TASK DIRECTIONS:
Please write out the rows below as a JSON list of strings, with one string for each line and blank lines skipped.

Pointing dataset excerpts:

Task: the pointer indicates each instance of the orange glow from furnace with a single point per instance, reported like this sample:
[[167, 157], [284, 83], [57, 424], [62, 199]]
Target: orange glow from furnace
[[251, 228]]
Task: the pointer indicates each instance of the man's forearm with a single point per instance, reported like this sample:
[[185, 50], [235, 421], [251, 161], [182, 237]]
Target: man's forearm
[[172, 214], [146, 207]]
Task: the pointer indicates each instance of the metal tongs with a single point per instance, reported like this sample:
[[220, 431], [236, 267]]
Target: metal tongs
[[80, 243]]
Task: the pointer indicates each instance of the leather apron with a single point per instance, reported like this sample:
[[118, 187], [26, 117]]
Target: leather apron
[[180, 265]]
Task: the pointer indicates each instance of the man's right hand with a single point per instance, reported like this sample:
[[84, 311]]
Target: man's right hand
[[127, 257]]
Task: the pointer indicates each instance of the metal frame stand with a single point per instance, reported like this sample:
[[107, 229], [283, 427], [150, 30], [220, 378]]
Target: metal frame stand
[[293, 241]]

REPLY:
[
  "Task: the pointer indicates each instance of the orange glow from furnace with a single point per instance, reported like this sample:",
  "[[167, 157], [284, 83], [57, 424], [62, 199]]",
  "Target: orange glow from furnace",
  "[[251, 228]]",
  "Task: the pointer indicates each instance of the man's forearm with a single point per instance, reported like this sample:",
  "[[185, 50], [235, 421], [251, 161], [182, 237]]",
  "Target: man's forearm",
  "[[172, 214], [146, 207]]",
  "Task: the pointer indicates each instance of the metal tongs with a single point per instance, reported like this sample:",
  "[[220, 431], [236, 267]]",
  "Target: metal tongs",
  "[[80, 243]]",
  "Task: the pointer indicates each instance of the leather apron with a single point per instance, reported like this sample:",
  "[[118, 187], [26, 117]]",
  "Target: leather apron",
  "[[180, 265]]",
  "Task: the pointer indicates each instance of the man's right hand with a single point per instance, reported like this sample:",
  "[[84, 311]]",
  "Target: man's right hand",
  "[[127, 257]]",
  "Task: the pointer indicates each instance of the metal frame stand with a single point per instance, reported like this sample:",
  "[[107, 229], [283, 427], [150, 30], [220, 378]]",
  "Target: metal frame stand",
  "[[293, 241]]"
]